• **出典**
**********
カトリックに「光栄ある乞食坊主」の思想があるという。


アッシジのフランシスコという人は

若いときには放蕩息子であったが

一切の贅沢を捨てて信仰に生きるようになった。

人間は衣食住に、深く心を使ってはいけないということなのであって、祈り、瞑想、商業ではなく農業などの労働、人の救済のために時間を使うべきだ、という思想である。
フランシスコで有名なのは
「托鉢に行って、その日の糧をもらったら、明日、明後日の分まで貰おうとして托鉢を続けてはならない。
すぐに帰って来て本来の祈りの生活の戻りなさい」
という言葉である。

人間がお互いに余分なものを求めることなく

支え合って生きることができるとしたら

戦争の脅威はなくなり

すべての人の生活が

充分に満ち足りるものとなるだろうにと思う。

醜い争いの世界など

みんな見たくはないはずなのに。

やめることができなのだ。

やめることを恐れているからだ。

・・・

ムッソリーニの言葉

打ち続くイタリア戦線での失敗以来、ムッソリーニはしばしば死の予感にとらわれるようになった。
1945年3月
彼は知人の女性記者に書き送っている。
「死がわが友となり、もはや恐ろしい存在ではなくなった。あまりにも苦労した人間にとって、死は神の恵みである」
「私に開かれた道は、死以外にない。それが正当だ。私は過ちを犯したのである。それを償おう。もし私のこの虚しい命に、何らかの価値があるのなら」
「私は一生の間、演説でも文書でも多くの引用を行なってきた。間違ったものもあるといわれているが、今はもう一つ引用したい。
今こそは正確である。
ハムレットが言ったように、
私も
『その後は沈黙となる』
と言おう。
かねてから大いなる沈黙に入る決心はできている」

沈黙とは「死」

ほんとうに死を覚悟していたのだろうか。

スイスに亡命しようとして捕らえられたというのに。

しかもヒトラーも一人で死ぬことを怖がり

愛人を巻き添えにしている。


どちらにせよ

同じようなものなのだ、人間は。


何もかもが恐ろしいから

自らがやれらる前に

恐ろしいことをするのだ。

・・・

ロマノ・ヴルピッタの著書の『ムッソリーニ 一イタリア人の物語』から

「彼の覚悟は、自殺をもって歴史の終焉を告げようとしたヒトラーとは、まったく違うものであった。
ムッソリーニにとっての死は、
歴史のなかでの自分の永遠性を保障するものであった。

そのためには
自殺ではなく、
生贄の形を取らなければならなかった」
**********
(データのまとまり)
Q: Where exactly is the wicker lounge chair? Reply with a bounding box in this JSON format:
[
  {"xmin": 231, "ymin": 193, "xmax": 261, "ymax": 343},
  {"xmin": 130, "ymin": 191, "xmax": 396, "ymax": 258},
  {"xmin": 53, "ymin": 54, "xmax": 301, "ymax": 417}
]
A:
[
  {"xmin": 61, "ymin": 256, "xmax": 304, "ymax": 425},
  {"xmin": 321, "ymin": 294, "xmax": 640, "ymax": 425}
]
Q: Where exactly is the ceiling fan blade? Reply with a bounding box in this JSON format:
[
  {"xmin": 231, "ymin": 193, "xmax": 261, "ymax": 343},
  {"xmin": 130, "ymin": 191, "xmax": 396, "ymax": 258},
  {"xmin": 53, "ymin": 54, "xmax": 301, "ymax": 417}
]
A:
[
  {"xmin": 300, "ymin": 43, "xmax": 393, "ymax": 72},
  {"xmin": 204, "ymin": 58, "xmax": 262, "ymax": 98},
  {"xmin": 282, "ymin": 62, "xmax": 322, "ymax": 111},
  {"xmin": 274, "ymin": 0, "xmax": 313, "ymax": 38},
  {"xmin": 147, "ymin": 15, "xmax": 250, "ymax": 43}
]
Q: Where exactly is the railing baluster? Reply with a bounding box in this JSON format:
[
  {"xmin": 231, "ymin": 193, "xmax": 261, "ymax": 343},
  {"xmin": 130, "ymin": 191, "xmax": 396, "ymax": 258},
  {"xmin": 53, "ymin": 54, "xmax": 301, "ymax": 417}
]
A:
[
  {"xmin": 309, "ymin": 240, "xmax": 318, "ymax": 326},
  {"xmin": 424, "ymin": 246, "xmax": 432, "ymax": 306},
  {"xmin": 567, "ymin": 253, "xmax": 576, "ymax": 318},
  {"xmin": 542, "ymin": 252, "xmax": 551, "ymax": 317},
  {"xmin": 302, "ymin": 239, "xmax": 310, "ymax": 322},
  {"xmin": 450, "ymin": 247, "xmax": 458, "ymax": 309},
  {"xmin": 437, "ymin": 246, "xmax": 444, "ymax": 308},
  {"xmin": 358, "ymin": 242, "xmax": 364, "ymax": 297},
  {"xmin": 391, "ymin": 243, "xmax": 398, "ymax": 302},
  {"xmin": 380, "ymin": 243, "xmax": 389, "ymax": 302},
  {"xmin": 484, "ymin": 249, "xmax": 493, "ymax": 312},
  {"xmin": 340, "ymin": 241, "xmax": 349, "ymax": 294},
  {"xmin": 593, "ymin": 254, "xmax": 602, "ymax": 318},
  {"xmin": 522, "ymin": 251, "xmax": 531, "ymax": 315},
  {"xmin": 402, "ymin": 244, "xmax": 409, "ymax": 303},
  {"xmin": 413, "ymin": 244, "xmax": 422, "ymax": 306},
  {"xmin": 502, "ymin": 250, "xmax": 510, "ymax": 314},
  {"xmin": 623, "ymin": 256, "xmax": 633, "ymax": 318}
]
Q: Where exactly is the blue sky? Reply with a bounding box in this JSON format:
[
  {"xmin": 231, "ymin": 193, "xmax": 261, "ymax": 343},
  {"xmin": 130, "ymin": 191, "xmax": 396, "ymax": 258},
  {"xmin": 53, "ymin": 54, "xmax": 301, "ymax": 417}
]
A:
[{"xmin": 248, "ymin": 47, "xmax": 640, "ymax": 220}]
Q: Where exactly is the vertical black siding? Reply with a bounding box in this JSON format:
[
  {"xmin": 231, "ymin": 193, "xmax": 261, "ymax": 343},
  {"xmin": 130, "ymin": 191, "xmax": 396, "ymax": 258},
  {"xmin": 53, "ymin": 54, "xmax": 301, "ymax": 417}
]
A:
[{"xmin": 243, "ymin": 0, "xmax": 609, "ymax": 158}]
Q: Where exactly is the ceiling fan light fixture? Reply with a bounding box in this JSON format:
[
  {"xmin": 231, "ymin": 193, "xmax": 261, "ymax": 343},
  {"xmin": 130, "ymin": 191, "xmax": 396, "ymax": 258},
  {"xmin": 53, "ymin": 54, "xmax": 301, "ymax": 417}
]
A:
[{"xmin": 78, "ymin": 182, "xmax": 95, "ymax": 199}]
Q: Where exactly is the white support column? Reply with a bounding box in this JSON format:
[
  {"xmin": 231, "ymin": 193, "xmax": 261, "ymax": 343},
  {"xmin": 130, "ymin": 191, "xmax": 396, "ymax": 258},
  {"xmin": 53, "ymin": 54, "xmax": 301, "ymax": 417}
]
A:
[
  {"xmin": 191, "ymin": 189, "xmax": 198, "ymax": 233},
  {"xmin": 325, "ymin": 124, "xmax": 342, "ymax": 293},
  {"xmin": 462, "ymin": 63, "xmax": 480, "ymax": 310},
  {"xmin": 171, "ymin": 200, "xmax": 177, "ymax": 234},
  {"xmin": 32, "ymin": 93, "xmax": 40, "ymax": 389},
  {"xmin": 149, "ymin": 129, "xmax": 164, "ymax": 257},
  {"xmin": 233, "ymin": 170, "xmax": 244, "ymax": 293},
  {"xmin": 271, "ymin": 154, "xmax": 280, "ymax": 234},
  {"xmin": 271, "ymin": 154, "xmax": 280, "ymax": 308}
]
**********
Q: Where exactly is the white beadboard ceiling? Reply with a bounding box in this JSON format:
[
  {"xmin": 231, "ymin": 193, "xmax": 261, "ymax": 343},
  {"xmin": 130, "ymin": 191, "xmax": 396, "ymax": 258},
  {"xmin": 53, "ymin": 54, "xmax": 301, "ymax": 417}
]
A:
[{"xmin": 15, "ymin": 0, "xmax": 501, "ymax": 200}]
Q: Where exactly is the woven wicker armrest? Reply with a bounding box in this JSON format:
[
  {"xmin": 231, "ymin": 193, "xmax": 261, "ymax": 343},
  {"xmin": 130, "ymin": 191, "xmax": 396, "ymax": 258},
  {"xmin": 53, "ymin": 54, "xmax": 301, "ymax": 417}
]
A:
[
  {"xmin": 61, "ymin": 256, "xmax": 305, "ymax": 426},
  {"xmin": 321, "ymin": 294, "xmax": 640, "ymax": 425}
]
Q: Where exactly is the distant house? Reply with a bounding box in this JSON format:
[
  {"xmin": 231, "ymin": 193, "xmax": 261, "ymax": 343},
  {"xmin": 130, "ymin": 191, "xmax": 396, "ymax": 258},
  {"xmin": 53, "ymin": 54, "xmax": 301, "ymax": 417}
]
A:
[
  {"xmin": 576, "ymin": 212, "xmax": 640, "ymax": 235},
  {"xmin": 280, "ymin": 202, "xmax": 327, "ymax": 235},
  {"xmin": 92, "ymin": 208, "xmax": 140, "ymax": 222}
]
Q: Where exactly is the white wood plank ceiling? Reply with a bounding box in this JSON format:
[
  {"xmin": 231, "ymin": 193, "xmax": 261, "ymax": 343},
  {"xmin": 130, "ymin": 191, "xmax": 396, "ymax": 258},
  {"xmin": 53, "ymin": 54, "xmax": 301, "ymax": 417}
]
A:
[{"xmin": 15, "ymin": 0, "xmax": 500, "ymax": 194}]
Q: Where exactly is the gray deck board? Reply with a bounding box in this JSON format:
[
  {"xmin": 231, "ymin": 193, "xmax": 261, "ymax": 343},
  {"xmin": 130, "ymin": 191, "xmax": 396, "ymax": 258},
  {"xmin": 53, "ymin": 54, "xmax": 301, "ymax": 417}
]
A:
**********
• **課題**
(1) 次の(a)〜(c)がそれぞれ本文の内容と合っているかを「はい」か「いいえ」で答え、判断の根拠となる本文の語句をそのまま引用してください。
(a) アッシジのフランシスコは若いころ放蕩息子だった。
(b) ムッソリーニは1945年3月に知人の男性記者に書き送った。
(c) ヴルピッタの著書によれば、ムッソリーニにとっての死は自殺の形を取らなければならなかった。
(2) 本文のうち、「何もかもが恐ろしいから」で始まり「歴史のなかでの自分の永遠性を保障するものであった。」で終わる部分を一字も変えずに書き写してください。
(3) 本文に名前が出てくる人物をすべて挙げてください。

• **解答**
(1)
(a) はい。「若いときには放蕩息子であったが」
(b) いいえ。「彼は知人の女性記者に書き送っている。」
(c) いいえ。「自殺ではなく、」「生贄の形を取らなければならなかった」

(2)
何もかもが恐ろしいから

自らがやれらる前に

恐ろしいことをするのだ。

・・・

ロマノ・ヴルピッタの著書の『ムッソリーニ 一イタリア人の物語』から

「彼の覚悟は、自殺をもって歴史の終焉を告げようとしたヒトラーとは、まったく違うものであった。
ムッソリーニにとっての死は、
歴史のなかでの自分の永遠性を保障するものであった。

(3) アッシジのフランシスコ、ムッソリーニ、ハムレット、ヒトラー、ロマノ・ヴルピッタ